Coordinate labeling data
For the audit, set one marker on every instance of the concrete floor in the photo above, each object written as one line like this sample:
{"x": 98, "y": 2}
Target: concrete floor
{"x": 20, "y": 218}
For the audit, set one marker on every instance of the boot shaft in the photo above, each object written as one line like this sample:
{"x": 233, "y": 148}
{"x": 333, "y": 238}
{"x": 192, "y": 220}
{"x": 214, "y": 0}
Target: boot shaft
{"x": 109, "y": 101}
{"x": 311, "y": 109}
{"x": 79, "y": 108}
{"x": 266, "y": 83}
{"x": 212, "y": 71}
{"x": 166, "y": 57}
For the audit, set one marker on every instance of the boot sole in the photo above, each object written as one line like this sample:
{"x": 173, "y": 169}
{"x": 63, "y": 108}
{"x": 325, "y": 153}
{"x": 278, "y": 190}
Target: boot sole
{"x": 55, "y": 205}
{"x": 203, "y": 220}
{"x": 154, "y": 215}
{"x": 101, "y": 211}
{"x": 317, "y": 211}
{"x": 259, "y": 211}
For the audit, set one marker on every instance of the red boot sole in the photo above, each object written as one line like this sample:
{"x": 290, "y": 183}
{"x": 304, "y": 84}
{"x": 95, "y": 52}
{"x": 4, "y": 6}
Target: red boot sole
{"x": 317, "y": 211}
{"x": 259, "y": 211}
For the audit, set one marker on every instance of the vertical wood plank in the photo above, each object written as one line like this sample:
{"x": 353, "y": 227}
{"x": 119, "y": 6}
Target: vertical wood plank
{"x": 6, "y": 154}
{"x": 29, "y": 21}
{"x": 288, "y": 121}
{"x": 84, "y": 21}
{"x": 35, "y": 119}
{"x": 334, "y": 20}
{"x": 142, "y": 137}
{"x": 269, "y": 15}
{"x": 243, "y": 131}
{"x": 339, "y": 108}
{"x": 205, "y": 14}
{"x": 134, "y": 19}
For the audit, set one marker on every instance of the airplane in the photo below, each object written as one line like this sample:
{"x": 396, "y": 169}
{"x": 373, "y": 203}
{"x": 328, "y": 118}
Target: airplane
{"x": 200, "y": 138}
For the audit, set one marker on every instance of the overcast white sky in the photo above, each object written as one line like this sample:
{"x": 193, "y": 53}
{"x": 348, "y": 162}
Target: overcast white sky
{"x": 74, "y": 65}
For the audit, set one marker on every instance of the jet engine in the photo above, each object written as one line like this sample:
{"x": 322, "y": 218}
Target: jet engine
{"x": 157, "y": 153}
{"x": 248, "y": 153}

▶ **BRIEF**
Copy every line of the listing above, leaving each one unaltered.

▶ **FINISHED ANSWER**
For the audit, set one marker on every instance of the concrete floor in the photo above, each object written as one line like this sample:
{"x": 98, "y": 2}
Target: concrete floor
{"x": 20, "y": 218}
For the audit, set one marker on every instance of the boot shaft in the photo above, each object written as one line like this sample:
{"x": 233, "y": 148}
{"x": 333, "y": 238}
{"x": 192, "y": 220}
{"x": 214, "y": 0}
Target: boot shaft
{"x": 109, "y": 101}
{"x": 311, "y": 109}
{"x": 79, "y": 108}
{"x": 266, "y": 83}
{"x": 212, "y": 71}
{"x": 166, "y": 57}
For the audit, set one marker on every instance of the boot sole in the photo above, each object written as one line like this sample:
{"x": 173, "y": 169}
{"x": 63, "y": 108}
{"x": 325, "y": 153}
{"x": 278, "y": 190}
Target: boot sole
{"x": 55, "y": 205}
{"x": 203, "y": 220}
{"x": 154, "y": 215}
{"x": 101, "y": 211}
{"x": 317, "y": 211}
{"x": 259, "y": 211}
For the audit, set one marker on every instance of the red boot sole in the photo above, each object written as one line like this sample:
{"x": 290, "y": 183}
{"x": 304, "y": 84}
{"x": 95, "y": 52}
{"x": 4, "y": 6}
Target: red boot sole
{"x": 317, "y": 211}
{"x": 259, "y": 211}
For the audit, set one marker on every instance of the vertical wood plank in the photo above, each object written as one line like this sample:
{"x": 353, "y": 227}
{"x": 119, "y": 6}
Target: vertical wood plank
{"x": 6, "y": 154}
{"x": 29, "y": 21}
{"x": 288, "y": 121}
{"x": 84, "y": 21}
{"x": 35, "y": 119}
{"x": 334, "y": 20}
{"x": 142, "y": 137}
{"x": 269, "y": 15}
{"x": 243, "y": 131}
{"x": 339, "y": 108}
{"x": 205, "y": 14}
{"x": 134, "y": 19}
For the audit, set one marker on every instance of the airplane in the photo below, each object written as one line like this sample:
{"x": 396, "y": 169}
{"x": 373, "y": 203}
{"x": 328, "y": 118}
Target: airplane
{"x": 200, "y": 138}
For the audit, set one marker on every instance of the overcast white sky in the photo above, each object written as one line like this sample:
{"x": 193, "y": 53}
{"x": 348, "y": 162}
Target: overcast white sky
{"x": 74, "y": 65}
For the audit, set one marker on every instance of the jet engine in the photo above, each object written as one line like this sample:
{"x": 322, "y": 218}
Target: jet engine
{"x": 157, "y": 153}
{"x": 248, "y": 153}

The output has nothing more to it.